Terms of service

C-Monsta

Version May 2026

CONTENTS 

Article 1. Definitions

Article 2. C-Monsta

Article 3. Applicability

Article 4. The contract

Article 5. The price 

Article 6. Payment 

Article 7. Delivery

Article 8. Performance of the Contract and standard guarantee

Article 9. Additional Guarantee

Article 10. Right of withdrawal

Article 11. Customer’s obligations during the Cooling-Off Period

Article 12. Exercising the Customer’s right of withdrawal and the costs 

Article 13. CME’s obligation in case of withdrawal

Article 14. Exclusion of the right of withdrawal 

Article 15. Complaints procedure 

Article 16. Disputes 

 

Article 1. Definitions

In these Terms and Conditions, the following terms shall have the following meanings: 

CME: the legal entity as defined in Section 1 of these General Terms and Conditions.

The Contract: a contract concluded between CME and the Customer whether or not it is direct sales or in the framework of an organised system for distance selling of products, digital content and/or services, where up until the conclusion of the contract, solely or partly one or more techniques of distance communication is used; 

Cooling-Off period: the period of 14 days after conclusion of the Contract during which the Customer may use his right of withdrawal; 

Customer: the natural person who does not act for purposes related to his/her commercial, trade, craft or professional activities; 

Day: calendar day; 

Digital content: data produced and delivered in digital form; 

Right of withdrawal: the Customer’s option to withdraw from the Contract within the Cooling off period.

## ENTRIES SUPPLIED:

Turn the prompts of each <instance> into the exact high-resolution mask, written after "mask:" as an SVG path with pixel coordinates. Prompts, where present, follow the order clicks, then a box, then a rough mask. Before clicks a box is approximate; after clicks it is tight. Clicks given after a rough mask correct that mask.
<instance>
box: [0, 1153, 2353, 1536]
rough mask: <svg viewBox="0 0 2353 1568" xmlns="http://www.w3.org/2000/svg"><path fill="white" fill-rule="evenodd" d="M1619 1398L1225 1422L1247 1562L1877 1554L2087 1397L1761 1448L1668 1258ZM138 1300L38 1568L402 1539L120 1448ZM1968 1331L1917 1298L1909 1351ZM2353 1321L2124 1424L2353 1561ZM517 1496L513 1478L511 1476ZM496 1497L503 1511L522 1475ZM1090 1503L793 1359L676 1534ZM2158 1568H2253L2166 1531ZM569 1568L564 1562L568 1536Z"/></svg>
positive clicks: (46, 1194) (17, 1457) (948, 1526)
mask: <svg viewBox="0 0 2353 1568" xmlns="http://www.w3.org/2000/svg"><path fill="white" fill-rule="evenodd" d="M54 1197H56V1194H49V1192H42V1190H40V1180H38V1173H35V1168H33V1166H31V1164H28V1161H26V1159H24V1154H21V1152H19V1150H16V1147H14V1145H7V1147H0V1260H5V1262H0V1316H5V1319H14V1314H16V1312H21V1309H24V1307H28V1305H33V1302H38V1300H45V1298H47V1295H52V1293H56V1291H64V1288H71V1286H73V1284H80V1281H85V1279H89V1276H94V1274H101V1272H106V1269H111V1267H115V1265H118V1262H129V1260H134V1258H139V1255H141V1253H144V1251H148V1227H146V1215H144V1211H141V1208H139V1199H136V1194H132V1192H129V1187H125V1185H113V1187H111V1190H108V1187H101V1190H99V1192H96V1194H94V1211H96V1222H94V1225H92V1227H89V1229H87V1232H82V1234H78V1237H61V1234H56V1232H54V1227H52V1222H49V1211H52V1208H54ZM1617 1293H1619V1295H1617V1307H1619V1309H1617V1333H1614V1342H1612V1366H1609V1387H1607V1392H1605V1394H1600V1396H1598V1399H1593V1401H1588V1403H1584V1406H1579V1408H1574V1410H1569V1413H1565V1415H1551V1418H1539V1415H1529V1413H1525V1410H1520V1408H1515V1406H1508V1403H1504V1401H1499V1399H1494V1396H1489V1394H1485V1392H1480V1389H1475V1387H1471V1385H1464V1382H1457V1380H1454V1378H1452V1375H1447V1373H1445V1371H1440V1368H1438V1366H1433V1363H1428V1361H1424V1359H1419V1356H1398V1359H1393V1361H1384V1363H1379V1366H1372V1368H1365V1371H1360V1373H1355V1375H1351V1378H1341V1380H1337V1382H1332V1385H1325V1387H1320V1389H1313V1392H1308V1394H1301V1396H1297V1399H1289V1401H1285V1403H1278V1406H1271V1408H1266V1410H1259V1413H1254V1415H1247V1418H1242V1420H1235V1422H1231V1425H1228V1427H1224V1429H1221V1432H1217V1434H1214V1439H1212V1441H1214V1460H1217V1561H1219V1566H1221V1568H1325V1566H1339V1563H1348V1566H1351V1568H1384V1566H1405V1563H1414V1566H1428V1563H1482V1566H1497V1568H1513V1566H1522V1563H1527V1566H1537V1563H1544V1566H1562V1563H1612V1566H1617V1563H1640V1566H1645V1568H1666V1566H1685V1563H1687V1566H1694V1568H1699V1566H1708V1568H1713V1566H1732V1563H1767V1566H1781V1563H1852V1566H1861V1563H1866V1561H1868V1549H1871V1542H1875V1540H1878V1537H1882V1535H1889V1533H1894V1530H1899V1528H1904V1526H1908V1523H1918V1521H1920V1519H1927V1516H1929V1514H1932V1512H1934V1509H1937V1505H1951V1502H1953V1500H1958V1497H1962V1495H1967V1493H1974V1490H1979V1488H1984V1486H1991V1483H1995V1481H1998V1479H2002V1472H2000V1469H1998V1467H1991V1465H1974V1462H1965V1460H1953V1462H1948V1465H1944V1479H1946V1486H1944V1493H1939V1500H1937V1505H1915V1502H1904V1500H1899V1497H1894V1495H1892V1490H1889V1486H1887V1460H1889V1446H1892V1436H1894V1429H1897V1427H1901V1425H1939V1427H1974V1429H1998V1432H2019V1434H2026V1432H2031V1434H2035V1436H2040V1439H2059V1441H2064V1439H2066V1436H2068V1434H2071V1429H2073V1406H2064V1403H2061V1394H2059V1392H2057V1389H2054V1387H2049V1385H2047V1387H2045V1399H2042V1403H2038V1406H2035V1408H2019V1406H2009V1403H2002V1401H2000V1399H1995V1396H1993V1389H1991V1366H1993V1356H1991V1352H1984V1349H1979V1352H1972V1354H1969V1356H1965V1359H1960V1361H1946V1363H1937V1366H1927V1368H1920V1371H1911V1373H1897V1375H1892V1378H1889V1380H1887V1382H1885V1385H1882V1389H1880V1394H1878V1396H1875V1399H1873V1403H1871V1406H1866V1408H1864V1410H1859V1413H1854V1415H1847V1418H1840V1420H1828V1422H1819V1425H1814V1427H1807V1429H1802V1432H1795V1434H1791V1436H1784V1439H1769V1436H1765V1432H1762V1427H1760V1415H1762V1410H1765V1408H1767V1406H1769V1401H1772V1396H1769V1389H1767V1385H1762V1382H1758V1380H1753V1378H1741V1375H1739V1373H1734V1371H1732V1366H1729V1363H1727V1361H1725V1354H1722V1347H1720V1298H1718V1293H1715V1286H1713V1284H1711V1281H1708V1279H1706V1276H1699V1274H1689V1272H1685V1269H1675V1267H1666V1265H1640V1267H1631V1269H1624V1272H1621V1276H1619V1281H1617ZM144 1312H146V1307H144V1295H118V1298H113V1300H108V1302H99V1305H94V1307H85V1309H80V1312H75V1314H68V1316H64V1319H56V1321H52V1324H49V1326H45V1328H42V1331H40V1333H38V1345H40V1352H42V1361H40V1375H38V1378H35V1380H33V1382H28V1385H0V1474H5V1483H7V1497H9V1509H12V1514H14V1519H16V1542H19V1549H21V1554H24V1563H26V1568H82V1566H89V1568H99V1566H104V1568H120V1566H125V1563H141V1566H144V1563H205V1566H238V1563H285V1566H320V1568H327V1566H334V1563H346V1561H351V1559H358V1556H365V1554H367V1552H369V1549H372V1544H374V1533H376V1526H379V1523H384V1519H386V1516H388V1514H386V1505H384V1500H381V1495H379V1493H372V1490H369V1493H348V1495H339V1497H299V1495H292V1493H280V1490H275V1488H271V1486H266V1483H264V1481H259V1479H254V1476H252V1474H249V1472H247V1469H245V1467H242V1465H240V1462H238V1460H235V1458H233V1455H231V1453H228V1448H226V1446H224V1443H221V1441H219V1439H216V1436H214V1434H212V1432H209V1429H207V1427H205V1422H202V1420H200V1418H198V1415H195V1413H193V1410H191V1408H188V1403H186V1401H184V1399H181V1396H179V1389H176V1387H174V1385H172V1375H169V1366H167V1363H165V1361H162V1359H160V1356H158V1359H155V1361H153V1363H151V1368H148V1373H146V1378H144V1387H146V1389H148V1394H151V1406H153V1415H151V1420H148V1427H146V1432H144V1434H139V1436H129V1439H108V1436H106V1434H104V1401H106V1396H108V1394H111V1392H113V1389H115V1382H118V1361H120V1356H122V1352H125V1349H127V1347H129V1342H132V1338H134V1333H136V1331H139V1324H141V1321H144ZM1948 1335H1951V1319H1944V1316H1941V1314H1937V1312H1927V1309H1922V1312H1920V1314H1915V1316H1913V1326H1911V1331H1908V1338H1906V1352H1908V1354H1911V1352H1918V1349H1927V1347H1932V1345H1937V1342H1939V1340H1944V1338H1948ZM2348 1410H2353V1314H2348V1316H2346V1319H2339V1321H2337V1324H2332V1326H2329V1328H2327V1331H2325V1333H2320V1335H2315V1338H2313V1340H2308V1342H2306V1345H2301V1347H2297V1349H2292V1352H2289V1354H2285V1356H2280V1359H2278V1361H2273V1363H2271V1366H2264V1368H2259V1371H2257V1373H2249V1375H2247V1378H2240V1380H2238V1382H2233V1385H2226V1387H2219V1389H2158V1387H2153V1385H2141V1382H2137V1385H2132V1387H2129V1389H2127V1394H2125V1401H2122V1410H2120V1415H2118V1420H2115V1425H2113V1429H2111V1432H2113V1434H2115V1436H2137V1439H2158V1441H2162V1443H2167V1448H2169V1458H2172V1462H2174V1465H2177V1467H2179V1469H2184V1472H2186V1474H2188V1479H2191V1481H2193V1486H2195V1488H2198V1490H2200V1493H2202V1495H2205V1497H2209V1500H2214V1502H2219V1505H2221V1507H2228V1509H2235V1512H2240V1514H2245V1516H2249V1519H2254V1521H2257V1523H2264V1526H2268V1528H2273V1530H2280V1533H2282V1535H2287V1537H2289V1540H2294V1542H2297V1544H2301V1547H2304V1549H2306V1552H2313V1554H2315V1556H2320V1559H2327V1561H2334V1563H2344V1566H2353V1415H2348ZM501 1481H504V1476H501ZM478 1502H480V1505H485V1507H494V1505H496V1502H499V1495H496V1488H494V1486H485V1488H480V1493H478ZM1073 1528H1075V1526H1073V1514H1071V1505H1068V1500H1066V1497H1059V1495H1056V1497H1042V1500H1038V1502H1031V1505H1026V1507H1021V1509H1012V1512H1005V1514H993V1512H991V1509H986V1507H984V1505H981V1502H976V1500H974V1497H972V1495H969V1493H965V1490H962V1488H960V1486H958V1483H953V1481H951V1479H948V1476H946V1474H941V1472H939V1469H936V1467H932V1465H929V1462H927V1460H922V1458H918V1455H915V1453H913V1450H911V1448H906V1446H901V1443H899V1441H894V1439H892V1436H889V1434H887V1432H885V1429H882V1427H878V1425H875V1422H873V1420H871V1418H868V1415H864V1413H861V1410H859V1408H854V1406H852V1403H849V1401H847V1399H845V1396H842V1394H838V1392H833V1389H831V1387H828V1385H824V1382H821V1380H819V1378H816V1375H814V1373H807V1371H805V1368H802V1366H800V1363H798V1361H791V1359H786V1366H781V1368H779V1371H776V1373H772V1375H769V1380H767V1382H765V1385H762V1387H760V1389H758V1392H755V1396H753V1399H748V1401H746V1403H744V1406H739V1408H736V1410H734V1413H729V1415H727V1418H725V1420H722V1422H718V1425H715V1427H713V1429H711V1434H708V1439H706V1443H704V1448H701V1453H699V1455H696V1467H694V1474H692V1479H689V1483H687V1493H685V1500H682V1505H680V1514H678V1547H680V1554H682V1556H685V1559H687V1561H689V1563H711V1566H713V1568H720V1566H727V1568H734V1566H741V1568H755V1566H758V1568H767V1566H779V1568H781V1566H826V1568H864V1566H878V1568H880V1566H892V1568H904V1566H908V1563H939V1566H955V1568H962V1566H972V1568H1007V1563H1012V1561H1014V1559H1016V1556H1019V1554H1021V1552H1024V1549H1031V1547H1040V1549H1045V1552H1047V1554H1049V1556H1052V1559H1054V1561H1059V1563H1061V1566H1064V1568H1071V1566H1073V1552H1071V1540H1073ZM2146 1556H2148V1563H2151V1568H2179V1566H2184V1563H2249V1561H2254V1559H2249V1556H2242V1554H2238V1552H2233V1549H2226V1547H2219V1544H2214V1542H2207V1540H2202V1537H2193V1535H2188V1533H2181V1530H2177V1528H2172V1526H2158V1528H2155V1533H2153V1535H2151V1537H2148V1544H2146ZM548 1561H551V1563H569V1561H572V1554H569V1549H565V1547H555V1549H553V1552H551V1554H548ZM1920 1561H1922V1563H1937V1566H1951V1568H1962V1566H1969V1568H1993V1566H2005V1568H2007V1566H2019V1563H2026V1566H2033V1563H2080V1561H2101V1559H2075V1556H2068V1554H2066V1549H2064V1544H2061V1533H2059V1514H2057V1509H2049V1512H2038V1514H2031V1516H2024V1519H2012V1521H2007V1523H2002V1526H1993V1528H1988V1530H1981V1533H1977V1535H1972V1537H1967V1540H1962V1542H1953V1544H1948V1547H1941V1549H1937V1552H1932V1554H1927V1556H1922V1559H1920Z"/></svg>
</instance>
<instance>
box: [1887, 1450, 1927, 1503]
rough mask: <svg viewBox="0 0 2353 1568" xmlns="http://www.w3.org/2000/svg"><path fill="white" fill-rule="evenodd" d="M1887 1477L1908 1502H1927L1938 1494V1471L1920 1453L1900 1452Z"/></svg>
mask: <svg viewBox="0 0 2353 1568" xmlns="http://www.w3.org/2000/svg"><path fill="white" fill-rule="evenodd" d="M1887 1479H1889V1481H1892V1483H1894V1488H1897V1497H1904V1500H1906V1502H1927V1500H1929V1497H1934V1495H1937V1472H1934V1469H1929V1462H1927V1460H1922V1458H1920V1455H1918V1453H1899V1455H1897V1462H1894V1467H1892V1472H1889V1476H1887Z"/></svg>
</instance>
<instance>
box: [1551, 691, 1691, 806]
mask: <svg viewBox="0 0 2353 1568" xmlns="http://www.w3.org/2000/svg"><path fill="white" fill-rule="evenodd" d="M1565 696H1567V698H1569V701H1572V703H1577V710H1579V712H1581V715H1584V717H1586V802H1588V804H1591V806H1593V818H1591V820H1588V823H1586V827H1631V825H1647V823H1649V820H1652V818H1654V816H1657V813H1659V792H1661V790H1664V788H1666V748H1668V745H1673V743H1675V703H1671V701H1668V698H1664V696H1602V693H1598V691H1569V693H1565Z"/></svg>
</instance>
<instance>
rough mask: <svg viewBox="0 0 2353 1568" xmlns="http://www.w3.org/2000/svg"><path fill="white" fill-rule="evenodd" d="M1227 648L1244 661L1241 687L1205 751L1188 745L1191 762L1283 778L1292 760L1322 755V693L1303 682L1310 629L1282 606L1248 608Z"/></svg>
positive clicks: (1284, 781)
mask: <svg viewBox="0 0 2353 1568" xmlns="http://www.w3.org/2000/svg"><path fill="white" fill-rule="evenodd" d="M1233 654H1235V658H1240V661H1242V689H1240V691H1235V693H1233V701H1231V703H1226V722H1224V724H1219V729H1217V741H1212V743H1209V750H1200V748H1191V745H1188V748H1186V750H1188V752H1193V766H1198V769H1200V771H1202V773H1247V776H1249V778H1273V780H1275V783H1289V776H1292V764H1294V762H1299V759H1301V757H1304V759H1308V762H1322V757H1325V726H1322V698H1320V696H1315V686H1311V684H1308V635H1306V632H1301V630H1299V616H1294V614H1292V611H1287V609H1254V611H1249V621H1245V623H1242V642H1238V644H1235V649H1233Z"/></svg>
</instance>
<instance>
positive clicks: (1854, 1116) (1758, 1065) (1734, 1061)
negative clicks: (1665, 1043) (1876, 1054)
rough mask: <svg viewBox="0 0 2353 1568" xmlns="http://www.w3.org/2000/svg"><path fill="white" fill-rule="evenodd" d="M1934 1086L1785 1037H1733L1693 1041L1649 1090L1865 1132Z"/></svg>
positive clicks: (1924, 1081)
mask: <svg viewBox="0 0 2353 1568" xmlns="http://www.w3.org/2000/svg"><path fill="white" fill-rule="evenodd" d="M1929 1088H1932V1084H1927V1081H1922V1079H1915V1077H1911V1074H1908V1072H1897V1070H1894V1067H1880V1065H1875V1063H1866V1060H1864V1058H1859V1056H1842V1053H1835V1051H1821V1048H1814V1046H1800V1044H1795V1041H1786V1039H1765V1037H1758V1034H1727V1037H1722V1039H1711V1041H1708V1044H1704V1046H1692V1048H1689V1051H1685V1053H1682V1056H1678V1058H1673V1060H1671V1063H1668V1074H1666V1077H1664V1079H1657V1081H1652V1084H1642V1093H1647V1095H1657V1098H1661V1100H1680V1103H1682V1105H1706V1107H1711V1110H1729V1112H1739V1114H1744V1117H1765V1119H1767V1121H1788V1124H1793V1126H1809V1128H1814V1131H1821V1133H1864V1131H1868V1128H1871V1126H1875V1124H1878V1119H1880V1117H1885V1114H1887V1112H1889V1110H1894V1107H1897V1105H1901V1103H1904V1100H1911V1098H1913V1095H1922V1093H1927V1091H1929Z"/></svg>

## TASK OBJECTIVE:
Please continue the C-Monsta terms of service, picking up right after the last definition shown.

## RESULT FOR THIS TASK:
Standard form for withdrawal: the standard form for withdrawal based on the European standard form, included in Appendix 2; 

Article 2. C-Monsta (CME)

C-Monsta Europe is a registered trade name of Sunshine Seahorse B.V., registered with the Dutch Chamber of Commerce under number 7480356.

Address:           A. Hofmanweg 1-B11

                        2031 BH Haarlem

                        The Netherlands

                        Postbus 1007

                        2001 BA  Haarlem

                        The Netherlands

E-mail:             c-monsta@divebrandseurope.com

Article 3. Applicability

  1. These General Terms and Conditions (GTC) apply to all offers from CME to the Customer and to any contract concluded between CME and the Customer whether concluded through electronic ways or otherwise. 
  2. CME shall provide the Customer with these GTC together with the offer free of charge. These GTC can also be found on and downloaded from the website of CME, www.c-monsta.eu.  
  3. CME shall be entitled to change these General terms and Conditions from time to time.

Article 4. The Contract 

  1. The offer shall contain a full and accurate description of the products, digital content or services offered and will specify the period for which the offer is valid. It will also clearly state the Customers rights and obligations once accepting the offer. Should specific conditions apply these will be mentioned in the offer. Obvious error or mistakes in the offer will not bind CME.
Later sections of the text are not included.